_Task material:_
※
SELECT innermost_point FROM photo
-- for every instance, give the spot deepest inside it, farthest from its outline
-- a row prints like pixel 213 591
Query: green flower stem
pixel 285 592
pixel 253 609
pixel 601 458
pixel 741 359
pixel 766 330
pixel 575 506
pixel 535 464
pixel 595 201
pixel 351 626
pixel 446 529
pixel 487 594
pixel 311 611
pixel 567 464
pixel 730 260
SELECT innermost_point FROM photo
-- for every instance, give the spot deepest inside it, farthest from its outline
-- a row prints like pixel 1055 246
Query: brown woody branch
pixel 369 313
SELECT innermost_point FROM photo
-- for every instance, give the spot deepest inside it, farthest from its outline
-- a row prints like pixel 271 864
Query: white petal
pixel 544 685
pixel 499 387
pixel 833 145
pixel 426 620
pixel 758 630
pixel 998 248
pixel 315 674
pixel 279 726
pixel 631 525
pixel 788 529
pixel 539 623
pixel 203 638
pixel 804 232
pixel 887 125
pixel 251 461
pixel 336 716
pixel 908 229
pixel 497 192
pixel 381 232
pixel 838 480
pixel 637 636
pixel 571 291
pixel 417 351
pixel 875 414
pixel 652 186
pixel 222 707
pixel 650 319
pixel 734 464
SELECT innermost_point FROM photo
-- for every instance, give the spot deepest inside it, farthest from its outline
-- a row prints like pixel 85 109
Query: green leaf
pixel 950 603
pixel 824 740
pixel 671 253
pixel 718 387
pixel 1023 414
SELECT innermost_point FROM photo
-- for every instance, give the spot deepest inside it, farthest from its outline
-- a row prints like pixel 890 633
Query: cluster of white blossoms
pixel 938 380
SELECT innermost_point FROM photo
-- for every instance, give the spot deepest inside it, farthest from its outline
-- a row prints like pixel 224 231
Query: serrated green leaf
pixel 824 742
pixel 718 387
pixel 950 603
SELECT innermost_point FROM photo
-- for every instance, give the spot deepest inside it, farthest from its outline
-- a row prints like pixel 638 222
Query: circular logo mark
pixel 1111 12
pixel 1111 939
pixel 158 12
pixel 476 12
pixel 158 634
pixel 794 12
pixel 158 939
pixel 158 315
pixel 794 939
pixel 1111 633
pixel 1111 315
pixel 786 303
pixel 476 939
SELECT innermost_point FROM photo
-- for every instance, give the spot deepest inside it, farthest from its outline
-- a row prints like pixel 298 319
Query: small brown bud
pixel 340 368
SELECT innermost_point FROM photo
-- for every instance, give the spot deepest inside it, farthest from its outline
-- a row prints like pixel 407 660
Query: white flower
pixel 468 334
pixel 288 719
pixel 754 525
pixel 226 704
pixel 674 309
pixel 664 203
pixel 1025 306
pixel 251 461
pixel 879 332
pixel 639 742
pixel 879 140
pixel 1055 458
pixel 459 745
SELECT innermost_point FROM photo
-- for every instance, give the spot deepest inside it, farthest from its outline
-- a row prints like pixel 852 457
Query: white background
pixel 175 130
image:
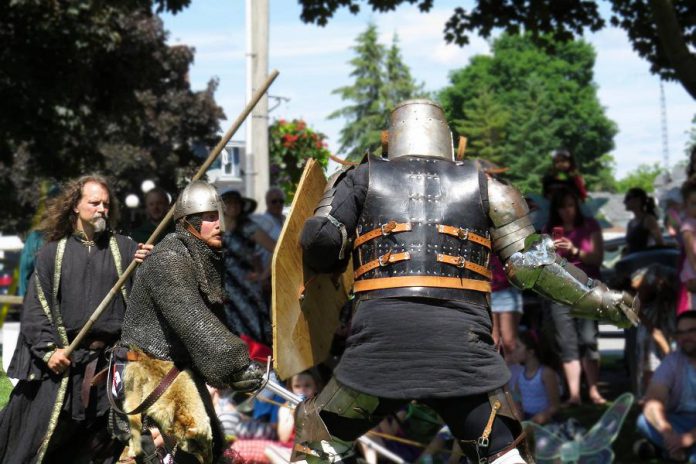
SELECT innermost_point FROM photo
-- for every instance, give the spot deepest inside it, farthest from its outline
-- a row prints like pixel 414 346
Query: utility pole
pixel 665 139
pixel 257 165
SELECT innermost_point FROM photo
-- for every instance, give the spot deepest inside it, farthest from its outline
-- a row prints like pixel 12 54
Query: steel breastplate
pixel 423 232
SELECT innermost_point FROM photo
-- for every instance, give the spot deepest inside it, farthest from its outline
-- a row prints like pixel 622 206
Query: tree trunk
pixel 674 44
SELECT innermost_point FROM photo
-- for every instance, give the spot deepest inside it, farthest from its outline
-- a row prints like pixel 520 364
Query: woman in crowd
pixel 537 385
pixel 578 239
pixel 245 309
pixel 564 175
pixel 643 230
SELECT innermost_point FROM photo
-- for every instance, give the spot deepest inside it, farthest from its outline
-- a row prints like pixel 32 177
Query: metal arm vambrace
pixel 539 268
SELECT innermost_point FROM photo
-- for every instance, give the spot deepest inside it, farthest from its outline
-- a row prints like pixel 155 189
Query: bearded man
pixel 174 329
pixel 669 415
pixel 58 412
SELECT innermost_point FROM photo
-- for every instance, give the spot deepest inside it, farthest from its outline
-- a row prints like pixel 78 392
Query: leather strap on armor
pixel 391 227
pixel 384 260
pixel 422 281
pixel 459 261
pixel 167 380
pixel 464 234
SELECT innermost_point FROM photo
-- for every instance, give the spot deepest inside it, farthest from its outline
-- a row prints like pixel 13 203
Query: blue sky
pixel 313 61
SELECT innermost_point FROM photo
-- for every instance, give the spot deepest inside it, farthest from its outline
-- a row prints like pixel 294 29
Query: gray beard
pixel 99 225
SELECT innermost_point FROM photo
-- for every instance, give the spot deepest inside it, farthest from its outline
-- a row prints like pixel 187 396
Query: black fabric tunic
pixel 87 275
pixel 404 347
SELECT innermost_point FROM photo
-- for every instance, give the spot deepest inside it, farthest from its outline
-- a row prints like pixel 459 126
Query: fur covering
pixel 179 413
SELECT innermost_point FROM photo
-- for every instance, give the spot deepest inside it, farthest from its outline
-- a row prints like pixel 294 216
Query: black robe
pixel 87 274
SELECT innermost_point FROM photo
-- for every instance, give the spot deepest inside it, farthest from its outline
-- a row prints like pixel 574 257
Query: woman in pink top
pixel 579 240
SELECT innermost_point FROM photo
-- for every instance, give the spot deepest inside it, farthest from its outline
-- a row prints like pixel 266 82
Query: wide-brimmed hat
pixel 248 204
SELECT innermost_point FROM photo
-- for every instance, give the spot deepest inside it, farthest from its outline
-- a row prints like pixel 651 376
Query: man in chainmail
pixel 422 226
pixel 175 319
pixel 58 410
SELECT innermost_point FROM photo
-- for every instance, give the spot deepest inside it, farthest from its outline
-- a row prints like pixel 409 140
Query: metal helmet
pixel 419 128
pixel 199 197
※
_What is asked:_ Would you return the data exactly as written, without the pictures?

_Task output:_
SELECT innermost_point FROM photo
-- for every instance, give the spot deepest inside it, farthest from its outline
-- a row prints like pixel 213 591
Query: green flower stem
pixel 285 592
pixel 253 609
pixel 601 458
pixel 741 359
pixel 766 330
pixel 575 506
pixel 535 464
pixel 595 201
pixel 351 626
pixel 446 529
pixel 487 594
pixel 311 611
pixel 567 464
pixel 730 260
SELECT innermost_point FROM photo
-- for every instance, give the spot deepest inside it, farthest from its outline
-- a row prints like pixel 1055 246
Query: brown woody branch
pixel 369 313
SELECT innermost_point FROM photo
-- for every instance, give the spot deepest inside it, farthest from its outline
-- a row prints like pixel 271 864
Query: white petal
pixel 544 685
pixel 499 387
pixel 833 145
pixel 426 620
pixel 758 630
pixel 998 248
pixel 315 674
pixel 279 726
pixel 631 525
pixel 788 529
pixel 539 623
pixel 203 638
pixel 804 232
pixel 887 125
pixel 251 461
pixel 336 716
pixel 908 229
pixel 497 192
pixel 381 232
pixel 838 480
pixel 637 636
pixel 571 291
pixel 417 351
pixel 875 414
pixel 652 186
pixel 222 707
pixel 650 319
pixel 734 464
SELECT innermost_point FROM photo
-- for every instance, give the spot deepest inside it, farthest from its outline
-- a row prints like pixel 85 109
Query: green leaf
pixel 950 603
pixel 824 740
pixel 671 253
pixel 718 387
pixel 1023 414
SELECT innermost_point FROM photo
-- for every instance, give the spot deepest inside it, farthest from its outline
-- a row prints like pixel 890 633
Query: cluster of white blossoms
pixel 938 380
SELECT innermost_point FROM photo
-- for every instance, give the spot deepest inside it, farthest from its outline
-- a row prints like pixel 224 231
Query: serrated green leaf
pixel 824 742
pixel 718 387
pixel 950 603
SELECT innermost_point FROM photo
-- for every instance, give the spot deepest inside it, farthest from its outline
-- a row prints like pixel 638 222
Query: circular logo mark
pixel 1111 12
pixel 1111 939
pixel 158 12
pixel 476 12
pixel 158 634
pixel 794 12
pixel 158 939
pixel 158 315
pixel 794 939
pixel 1111 633
pixel 1111 315
pixel 786 303
pixel 476 939
SELECT innermost_point FROM photo
-- for every instance, give the spot deepest inside it, farthest from its outline
-- a row prints like pixel 298 319
Query: small brown bud
pixel 340 368
SELECT innermost_point FROM photo
-- for every instance, give the spot deepest inside it, farthest from its outline
-- a row prints like pixel 407 660
Query: white flower
pixel 468 334
pixel 288 719
pixel 754 525
pixel 226 704
pixel 674 309
pixel 664 203
pixel 1025 306
pixel 251 461
pixel 879 332
pixel 639 742
pixel 879 140
pixel 1055 458
pixel 459 745
SELECT innermost_point FROM photo
-- for every instance, give the spot deepest inside it, farthest from its outline
-- a row prints like pixel 852 457
Query: white background
pixel 175 130
image:
SELECT innermost_point FROM photo
-- for every instance, give the spot deepest inside it, farthest from its outline
-- a row prints like pixel 414 346
Query: utility pole
pixel 665 139
pixel 257 165
SELECT innermost_point FROM photo
-- for every instance, give the spot deepest inside it, farthest from its outline
-- a row prints like pixel 12 54
Query: steel breastplate
pixel 423 232
SELECT innermost_point FROM photo
-- for every instance, give the spot deepest inside it, farthest from its outline
-- a row prints like pixel 622 206
Query: tree trunk
pixel 674 44
SELECT innermost_point FROM photo
-- for every instance, give the spot deepest inside it, farthest from its outline
-- a row prints like pixel 520 364
Query: woman in crowd
pixel 537 385
pixel 578 239
pixel 245 309
pixel 564 175
pixel 643 230
SELECT innermost_point FROM photo
-- for every instance, give the spot deepest inside it, farthest from its outline
-- a row prints like pixel 32 177
Query: metal arm vambrace
pixel 539 268
SELECT innermost_point FROM photo
-- for every instance, give the spot deepest inside it, farthest from its outline
-- a row prints like pixel 155 189
Query: bearded man
pixel 174 329
pixel 669 415
pixel 58 412
SELECT innermost_point FROM photo
-- for every instance, give the spot deepest inside it, farthest from its outline
-- a row prints like pixel 78 392
Query: leather strap on armor
pixel 391 227
pixel 384 260
pixel 422 281
pixel 459 261
pixel 167 380
pixel 464 234
SELECT innermost_point FROM photo
-- for every instance, give the spot deepest inside it, farthest from its outline
-- a row prints like pixel 13 203
Query: blue sky
pixel 313 61
SELECT innermost_point FROM photo
-- for every instance, give the spot deepest inside it, farthest from its outline
-- a row prints like pixel 294 29
Query: gray beard
pixel 99 225
SELECT innermost_point FROM photo
-- for every instance, give the spot deepest inside it, farthest from its outline
-- a row prints like pixel 187 396
Query: black fabric tunic
pixel 87 275
pixel 404 347
SELECT innermost_point FROM photo
-- for every instance, give the spot deepest inside it, farthest from its outline
-- a row prints like pixel 459 126
Query: fur covering
pixel 179 413
SELECT innermost_point FROM photo
-- for every instance, give the spot deepest inside it, farthest from its outline
-- a row prints like pixel 294 216
Query: black robe
pixel 87 274
SELECT innermost_point FROM photo
-- for every instance, give the spot deepest inside it, farthest from its outline
-- a row prints like pixel 574 257
Query: woman in pink top
pixel 579 240
SELECT innermost_point FROM photo
-- for every instance, give the spot deepest inside it, farthest from its outline
-- a row prints like pixel 266 82
Query: wide-brimmed hat
pixel 248 204
SELECT innermost_point FROM photo
-- for every instance, give the spot deepest inside it, farthest from its outline
-- a row prints like pixel 651 376
Query: man in chainmail
pixel 422 226
pixel 175 319
pixel 58 410
SELECT innermost_point FROM photo
-- for every instance, give the spot deepest inside it, farthest from its outline
-- a row prints like pixel 409 140
Query: metal helmet
pixel 419 128
pixel 199 197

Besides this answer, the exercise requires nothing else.